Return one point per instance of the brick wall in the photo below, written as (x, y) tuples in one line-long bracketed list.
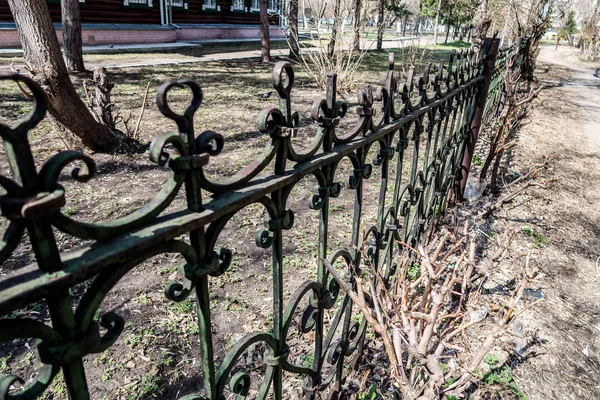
[(223, 33)]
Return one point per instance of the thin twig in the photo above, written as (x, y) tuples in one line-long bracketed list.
[(135, 134)]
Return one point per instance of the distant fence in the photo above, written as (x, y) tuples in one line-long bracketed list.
[(433, 117)]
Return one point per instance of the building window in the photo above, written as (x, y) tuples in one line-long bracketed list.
[(238, 5), (178, 4), (210, 5), (137, 3), (272, 6)]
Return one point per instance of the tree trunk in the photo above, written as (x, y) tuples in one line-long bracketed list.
[(447, 33), (72, 41), (44, 60), (265, 53), (437, 21), (356, 24), (292, 16), (380, 25), (481, 24), (335, 28)]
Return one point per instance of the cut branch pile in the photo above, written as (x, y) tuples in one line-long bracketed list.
[(422, 313)]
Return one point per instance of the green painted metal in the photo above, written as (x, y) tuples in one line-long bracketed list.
[(431, 113)]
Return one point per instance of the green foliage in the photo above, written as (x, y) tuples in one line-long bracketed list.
[(539, 240), (571, 25), (505, 378), (414, 272), (452, 12), (399, 10)]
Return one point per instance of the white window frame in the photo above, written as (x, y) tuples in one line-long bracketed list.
[(254, 6), (211, 6)]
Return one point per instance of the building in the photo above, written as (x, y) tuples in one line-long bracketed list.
[(155, 21)]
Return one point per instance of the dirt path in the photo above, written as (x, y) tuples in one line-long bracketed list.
[(582, 87), (560, 229)]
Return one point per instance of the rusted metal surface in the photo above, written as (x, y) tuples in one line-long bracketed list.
[(433, 111)]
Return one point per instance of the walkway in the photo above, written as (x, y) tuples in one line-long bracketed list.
[(141, 55)]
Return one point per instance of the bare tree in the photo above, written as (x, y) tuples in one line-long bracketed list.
[(380, 24), (356, 24), (437, 21), (264, 32), (292, 17), (44, 61), (335, 29), (71, 21), (481, 24)]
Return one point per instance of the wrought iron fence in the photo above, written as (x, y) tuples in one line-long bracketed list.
[(429, 116)]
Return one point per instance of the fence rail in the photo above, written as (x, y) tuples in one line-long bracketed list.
[(429, 116)]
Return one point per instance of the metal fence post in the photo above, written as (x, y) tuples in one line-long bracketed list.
[(492, 45)]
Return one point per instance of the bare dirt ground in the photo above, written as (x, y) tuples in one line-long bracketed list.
[(555, 349)]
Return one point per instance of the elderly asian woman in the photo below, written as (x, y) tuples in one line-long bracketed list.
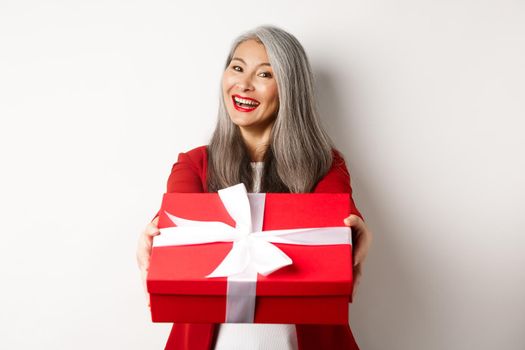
[(269, 137)]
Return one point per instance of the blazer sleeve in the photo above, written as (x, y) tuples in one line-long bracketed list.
[(184, 177), (337, 180)]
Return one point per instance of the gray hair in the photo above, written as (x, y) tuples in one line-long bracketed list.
[(300, 150)]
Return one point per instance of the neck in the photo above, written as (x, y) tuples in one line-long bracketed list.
[(256, 142)]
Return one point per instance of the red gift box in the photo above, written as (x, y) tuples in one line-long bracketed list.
[(315, 289)]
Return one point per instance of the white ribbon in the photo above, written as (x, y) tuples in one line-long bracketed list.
[(252, 251)]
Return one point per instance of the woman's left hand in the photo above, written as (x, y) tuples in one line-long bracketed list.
[(361, 241)]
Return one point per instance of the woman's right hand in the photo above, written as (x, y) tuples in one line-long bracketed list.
[(144, 250)]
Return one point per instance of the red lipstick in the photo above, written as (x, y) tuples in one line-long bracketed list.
[(244, 108)]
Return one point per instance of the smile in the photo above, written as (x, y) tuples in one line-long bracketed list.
[(244, 104)]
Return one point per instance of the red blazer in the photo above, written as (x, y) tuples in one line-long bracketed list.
[(188, 174)]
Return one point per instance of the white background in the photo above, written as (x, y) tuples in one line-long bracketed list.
[(424, 98)]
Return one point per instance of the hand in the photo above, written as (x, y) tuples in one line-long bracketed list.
[(144, 250), (361, 241)]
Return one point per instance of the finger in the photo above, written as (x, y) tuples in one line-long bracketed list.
[(152, 230), (362, 246), (144, 275), (352, 220), (144, 252)]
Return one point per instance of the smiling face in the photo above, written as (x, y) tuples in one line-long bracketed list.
[(250, 89)]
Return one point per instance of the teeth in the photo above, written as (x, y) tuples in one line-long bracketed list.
[(246, 102)]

------------

> [The task]: Copy the records above word for word, starting at the very beginning and ending with the line that contains "[(433, 117)]", including that line. Leave the pictures out.

> [Solution for this exercise]:
Return one point per instance of the brick wall in the photo below, written as (x, y) tuples in one line-long bracketed list.
[(223, 33)]
Return one point per instance of the thin twig in the photo above, written as (x, y) tuples in one line-long bracketed list.
[(135, 134)]
Return one point per instance of the distant fence in the photo above, written as (x, y) tuples in one line-long bracketed list.
[(433, 117)]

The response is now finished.